→ **Task to complete**:
Your output is the line containing "The endpoint marks every instance of the side mirror" plus all lines after it to the end of the records, reproduced exactly, with nothing else.
— begin Given data —
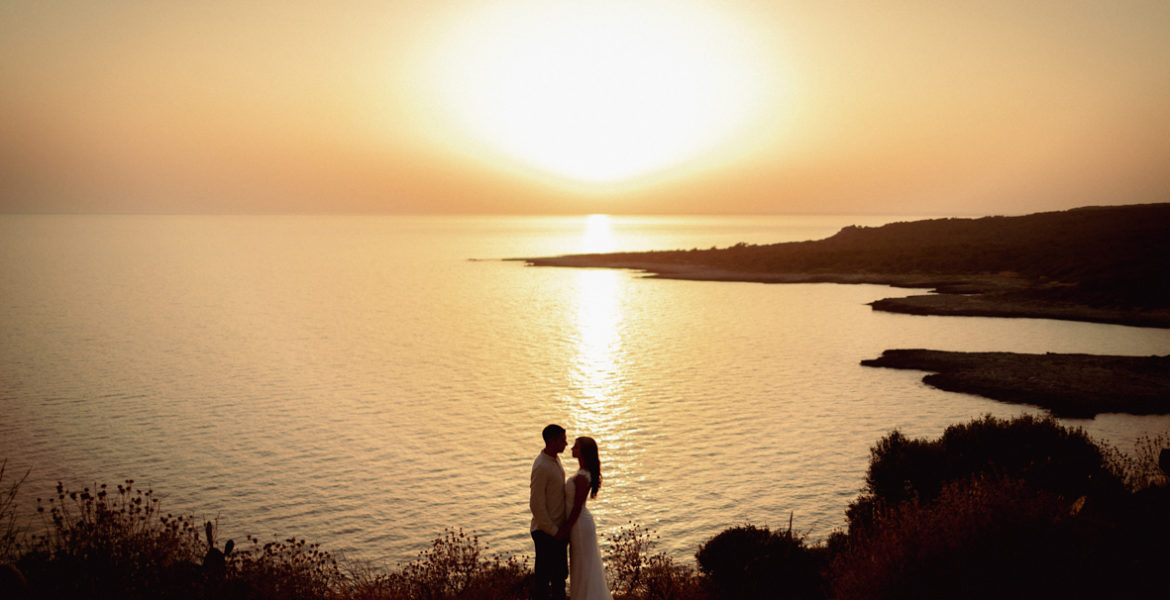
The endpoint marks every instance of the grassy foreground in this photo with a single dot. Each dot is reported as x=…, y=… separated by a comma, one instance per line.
x=1020, y=508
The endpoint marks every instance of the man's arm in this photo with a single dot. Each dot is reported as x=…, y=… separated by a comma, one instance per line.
x=538, y=503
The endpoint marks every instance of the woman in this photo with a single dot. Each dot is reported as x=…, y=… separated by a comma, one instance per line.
x=586, y=574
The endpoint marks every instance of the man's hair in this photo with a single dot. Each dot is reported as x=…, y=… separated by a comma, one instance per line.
x=552, y=432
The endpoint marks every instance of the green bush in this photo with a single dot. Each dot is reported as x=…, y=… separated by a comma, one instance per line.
x=455, y=566
x=755, y=563
x=635, y=572
x=1038, y=450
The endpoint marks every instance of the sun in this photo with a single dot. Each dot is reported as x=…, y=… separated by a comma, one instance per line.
x=598, y=91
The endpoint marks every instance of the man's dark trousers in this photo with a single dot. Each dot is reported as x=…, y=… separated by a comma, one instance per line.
x=551, y=566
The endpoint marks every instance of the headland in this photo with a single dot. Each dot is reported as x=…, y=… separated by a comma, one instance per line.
x=1103, y=264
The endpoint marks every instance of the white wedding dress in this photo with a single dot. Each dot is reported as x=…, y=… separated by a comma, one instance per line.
x=586, y=572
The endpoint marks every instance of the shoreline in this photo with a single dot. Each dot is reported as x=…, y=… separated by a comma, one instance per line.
x=952, y=296
x=1073, y=386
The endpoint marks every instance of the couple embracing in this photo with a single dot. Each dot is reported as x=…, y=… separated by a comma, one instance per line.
x=559, y=518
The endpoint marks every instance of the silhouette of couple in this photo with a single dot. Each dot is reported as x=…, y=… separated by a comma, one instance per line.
x=559, y=518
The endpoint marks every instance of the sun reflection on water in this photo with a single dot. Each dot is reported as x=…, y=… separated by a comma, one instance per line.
x=598, y=370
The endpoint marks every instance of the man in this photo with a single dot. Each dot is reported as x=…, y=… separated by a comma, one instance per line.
x=546, y=500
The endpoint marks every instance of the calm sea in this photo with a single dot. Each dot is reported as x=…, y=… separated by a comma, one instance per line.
x=366, y=381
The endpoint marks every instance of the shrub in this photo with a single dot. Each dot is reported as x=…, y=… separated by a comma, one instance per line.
x=985, y=537
x=635, y=572
x=103, y=544
x=279, y=570
x=8, y=514
x=749, y=563
x=1036, y=449
x=455, y=566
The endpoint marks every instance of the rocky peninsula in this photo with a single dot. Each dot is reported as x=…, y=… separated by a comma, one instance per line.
x=1076, y=386
x=1105, y=264
x=1102, y=264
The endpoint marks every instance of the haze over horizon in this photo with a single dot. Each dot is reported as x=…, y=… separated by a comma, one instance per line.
x=550, y=107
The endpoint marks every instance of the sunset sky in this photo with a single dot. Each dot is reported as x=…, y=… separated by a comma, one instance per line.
x=544, y=107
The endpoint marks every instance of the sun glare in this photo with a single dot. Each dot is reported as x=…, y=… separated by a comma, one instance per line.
x=599, y=91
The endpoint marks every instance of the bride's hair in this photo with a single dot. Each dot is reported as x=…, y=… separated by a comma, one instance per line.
x=592, y=463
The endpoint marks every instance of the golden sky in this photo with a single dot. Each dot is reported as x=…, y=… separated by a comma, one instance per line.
x=542, y=107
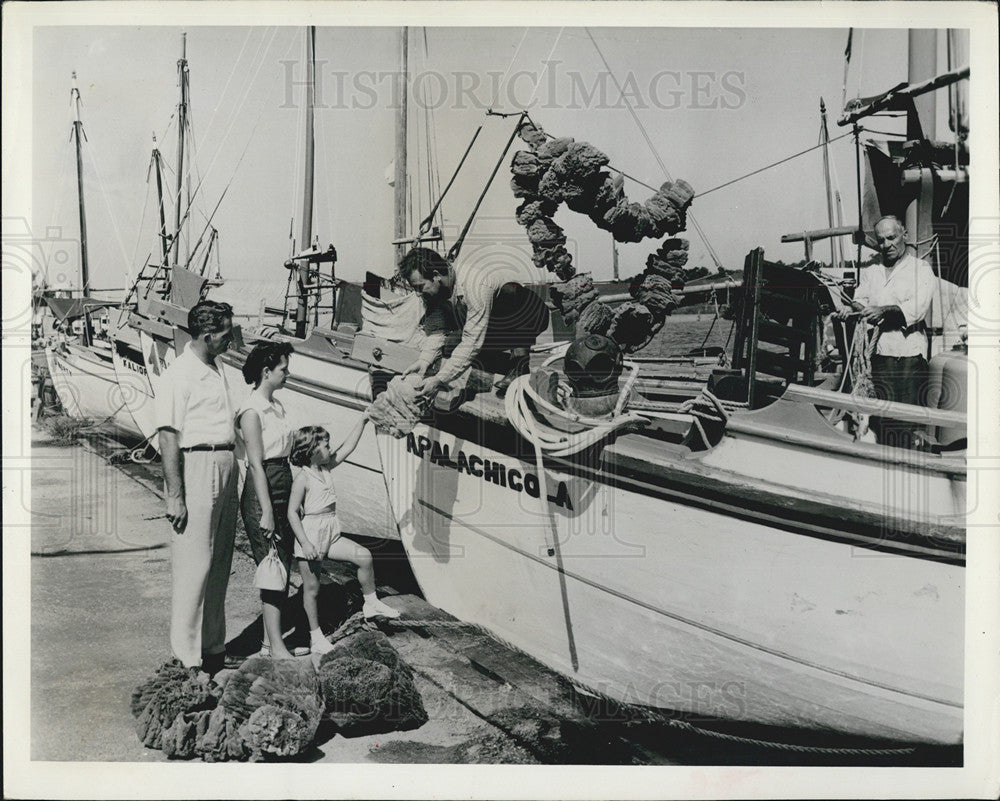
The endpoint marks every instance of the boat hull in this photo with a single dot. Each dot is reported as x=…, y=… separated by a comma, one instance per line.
x=132, y=377
x=85, y=381
x=682, y=606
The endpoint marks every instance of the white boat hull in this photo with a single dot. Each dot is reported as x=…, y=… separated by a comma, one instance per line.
x=84, y=379
x=679, y=605
x=137, y=391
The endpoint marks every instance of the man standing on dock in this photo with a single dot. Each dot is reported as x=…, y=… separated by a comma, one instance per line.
x=195, y=422
x=895, y=296
x=500, y=317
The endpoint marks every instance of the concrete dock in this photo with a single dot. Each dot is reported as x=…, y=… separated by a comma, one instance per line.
x=100, y=597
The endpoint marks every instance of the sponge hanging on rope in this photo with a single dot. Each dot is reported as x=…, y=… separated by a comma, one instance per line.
x=399, y=409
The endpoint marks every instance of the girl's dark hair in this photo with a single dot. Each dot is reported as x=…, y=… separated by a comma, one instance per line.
x=425, y=261
x=305, y=441
x=264, y=354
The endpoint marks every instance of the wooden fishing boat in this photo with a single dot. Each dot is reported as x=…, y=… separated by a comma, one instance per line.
x=88, y=388
x=81, y=368
x=727, y=581
x=756, y=563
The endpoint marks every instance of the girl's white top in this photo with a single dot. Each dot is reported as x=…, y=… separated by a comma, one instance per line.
x=321, y=496
x=275, y=429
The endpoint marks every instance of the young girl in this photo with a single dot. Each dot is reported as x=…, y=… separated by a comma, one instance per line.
x=312, y=513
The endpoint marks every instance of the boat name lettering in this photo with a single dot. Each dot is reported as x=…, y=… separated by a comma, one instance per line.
x=133, y=366
x=486, y=469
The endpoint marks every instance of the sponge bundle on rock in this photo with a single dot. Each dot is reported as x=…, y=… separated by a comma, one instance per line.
x=273, y=708
x=368, y=688
x=563, y=170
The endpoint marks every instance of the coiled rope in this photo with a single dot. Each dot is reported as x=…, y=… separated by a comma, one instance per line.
x=552, y=442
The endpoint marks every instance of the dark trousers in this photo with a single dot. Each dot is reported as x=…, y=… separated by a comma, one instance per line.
x=279, y=484
x=901, y=379
x=517, y=317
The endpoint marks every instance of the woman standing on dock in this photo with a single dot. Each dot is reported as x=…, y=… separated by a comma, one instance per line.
x=267, y=437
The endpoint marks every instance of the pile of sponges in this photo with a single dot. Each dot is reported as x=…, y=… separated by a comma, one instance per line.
x=556, y=171
x=267, y=709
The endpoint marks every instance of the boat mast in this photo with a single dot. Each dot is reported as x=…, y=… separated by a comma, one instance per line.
x=836, y=260
x=158, y=167
x=78, y=135
x=399, y=178
x=182, y=72
x=302, y=309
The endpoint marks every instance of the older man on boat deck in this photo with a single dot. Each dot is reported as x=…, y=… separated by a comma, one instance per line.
x=195, y=419
x=895, y=296
x=500, y=317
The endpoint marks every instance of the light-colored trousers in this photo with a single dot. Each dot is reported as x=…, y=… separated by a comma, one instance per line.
x=202, y=556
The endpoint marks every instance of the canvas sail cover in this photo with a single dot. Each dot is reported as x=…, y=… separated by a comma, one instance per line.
x=185, y=287
x=394, y=317
x=71, y=308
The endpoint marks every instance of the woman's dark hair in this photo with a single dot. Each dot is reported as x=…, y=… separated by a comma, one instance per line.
x=207, y=317
x=304, y=443
x=425, y=261
x=264, y=354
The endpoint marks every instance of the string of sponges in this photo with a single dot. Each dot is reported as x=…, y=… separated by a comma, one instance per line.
x=556, y=171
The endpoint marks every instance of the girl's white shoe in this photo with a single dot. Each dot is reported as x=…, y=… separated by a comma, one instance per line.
x=375, y=608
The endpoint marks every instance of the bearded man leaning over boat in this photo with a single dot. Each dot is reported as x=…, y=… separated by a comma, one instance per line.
x=895, y=297
x=500, y=317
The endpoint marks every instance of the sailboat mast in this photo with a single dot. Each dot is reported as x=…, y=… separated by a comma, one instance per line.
x=835, y=261
x=78, y=135
x=159, y=199
x=302, y=310
x=399, y=178
x=181, y=125
x=921, y=123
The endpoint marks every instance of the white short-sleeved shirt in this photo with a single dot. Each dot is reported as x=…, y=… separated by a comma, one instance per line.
x=194, y=400
x=909, y=284
x=476, y=283
x=275, y=429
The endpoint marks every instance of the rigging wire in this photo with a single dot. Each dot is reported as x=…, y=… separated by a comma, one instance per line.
x=107, y=202
x=547, y=62
x=769, y=166
x=435, y=174
x=510, y=66
x=649, y=142
x=233, y=118
x=225, y=88
x=299, y=162
x=139, y=235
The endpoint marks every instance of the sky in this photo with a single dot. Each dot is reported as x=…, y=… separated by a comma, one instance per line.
x=707, y=104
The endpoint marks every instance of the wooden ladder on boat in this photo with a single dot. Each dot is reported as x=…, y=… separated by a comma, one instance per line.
x=781, y=309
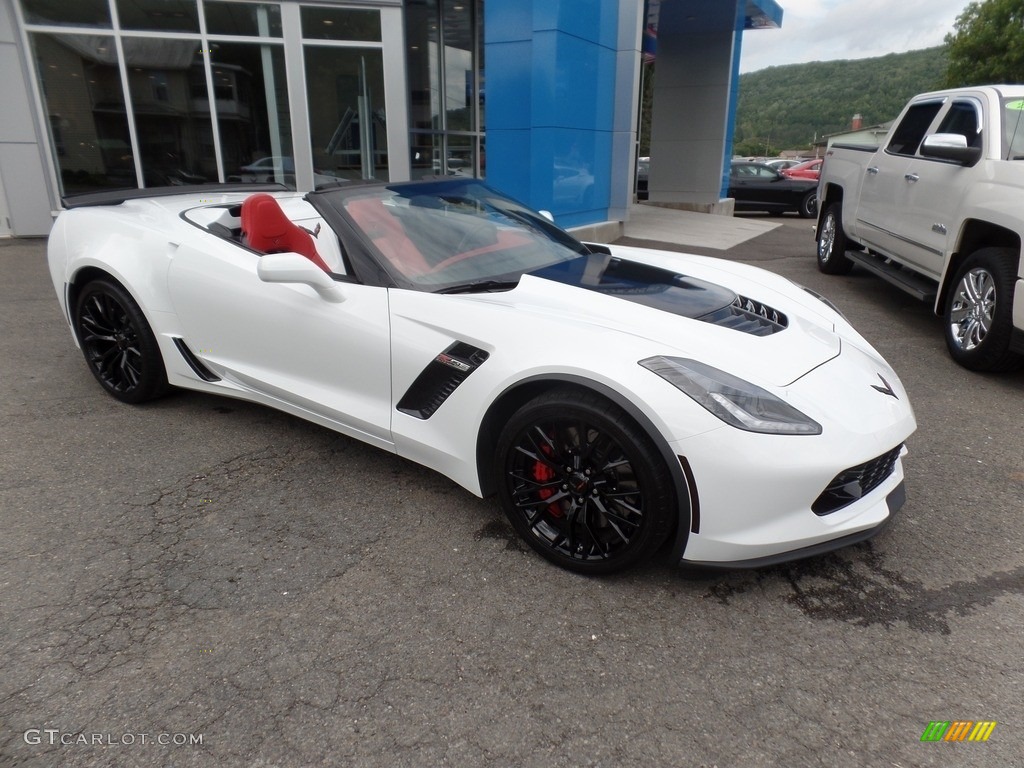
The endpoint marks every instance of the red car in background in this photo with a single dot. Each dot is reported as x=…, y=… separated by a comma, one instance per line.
x=809, y=169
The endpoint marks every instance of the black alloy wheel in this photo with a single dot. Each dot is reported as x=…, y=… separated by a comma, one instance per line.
x=583, y=484
x=979, y=320
x=832, y=242
x=809, y=205
x=118, y=343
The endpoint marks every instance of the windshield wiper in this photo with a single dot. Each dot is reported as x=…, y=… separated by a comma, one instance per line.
x=481, y=286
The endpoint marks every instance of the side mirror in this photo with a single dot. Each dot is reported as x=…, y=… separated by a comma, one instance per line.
x=950, y=146
x=294, y=267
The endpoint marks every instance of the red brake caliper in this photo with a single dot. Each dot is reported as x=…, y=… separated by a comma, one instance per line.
x=544, y=473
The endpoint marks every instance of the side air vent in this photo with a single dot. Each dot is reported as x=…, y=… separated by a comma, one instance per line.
x=194, y=363
x=851, y=484
x=749, y=316
x=439, y=379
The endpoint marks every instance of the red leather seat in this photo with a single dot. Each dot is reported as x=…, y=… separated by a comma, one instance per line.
x=266, y=228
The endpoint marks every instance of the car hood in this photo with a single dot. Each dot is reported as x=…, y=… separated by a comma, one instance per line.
x=739, y=318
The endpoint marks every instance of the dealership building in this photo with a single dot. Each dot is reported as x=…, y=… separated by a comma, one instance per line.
x=541, y=97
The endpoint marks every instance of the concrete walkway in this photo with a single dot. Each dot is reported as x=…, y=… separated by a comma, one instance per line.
x=690, y=228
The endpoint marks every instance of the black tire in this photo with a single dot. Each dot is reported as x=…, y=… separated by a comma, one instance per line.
x=582, y=483
x=809, y=205
x=832, y=243
x=979, y=311
x=118, y=343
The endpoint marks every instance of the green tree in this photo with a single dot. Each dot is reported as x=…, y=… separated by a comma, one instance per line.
x=987, y=44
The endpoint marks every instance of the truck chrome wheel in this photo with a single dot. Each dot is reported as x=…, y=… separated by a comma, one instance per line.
x=832, y=242
x=973, y=309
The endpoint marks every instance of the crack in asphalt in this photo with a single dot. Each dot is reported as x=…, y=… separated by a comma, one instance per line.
x=860, y=590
— end Given data —
→ **Answer to the problem**:
The endpoint marks every instance of the side mirror in this photo with a single dot. Each dot is reported as x=…, y=… separated by a comma, one instance per line.
x=950, y=146
x=294, y=267
The endpoint marks every instance of the red brake caliper in this photo with a single dot. Each dot is reported as x=…, y=… separated by a comma, one instance per line.
x=544, y=473
The endpoint marks every instance of the side air vent in this photo with a single dot. Each dot is reported as x=…, y=… separated by a comma, one instance per line.
x=194, y=363
x=851, y=484
x=749, y=316
x=439, y=379
The endpoint marks every instance of the red leather seat in this photo with a single dot. Each dot is reported as x=…, y=… separated by a comma, one instance per line.
x=266, y=228
The endpoint marks every instance of the car hood in this photo with a single dot. Each dot is reported as x=…, y=… separated by a comma, one instance per line.
x=739, y=318
The endpoint marks every instance of the dealership building in this photo with a single dot. Each dot is reported as x=…, y=… separated by a comma, one instance per line.
x=541, y=97
The endpoint marks every instance of the concrete walkway in this photo with a single dot. Each dot is reported as x=…, y=… separated by a comma, one instance per line.
x=690, y=228
The endpoint marks every instance of the black tire in this photo with a single dot. Each dot is reported as x=…, y=… separated by a comma, one instance per line.
x=582, y=483
x=809, y=205
x=832, y=243
x=979, y=311
x=118, y=343
The endpoint marks every instance of the green tree in this photo with a single dot. Each dot is reported as x=…, y=… separated by a comma, one instance per line.
x=987, y=44
The endpoint marks every instance of the truck chrome wheel in this photo with a single dot. Each dot is reported as x=…, y=… separated by a comma, one instance per line.
x=832, y=242
x=973, y=309
The endpoint marks every instance of the crack in asphalt in this photo with a single dot. Each dot is reported as x=…, y=… separated by a comma, one instance per line.
x=860, y=590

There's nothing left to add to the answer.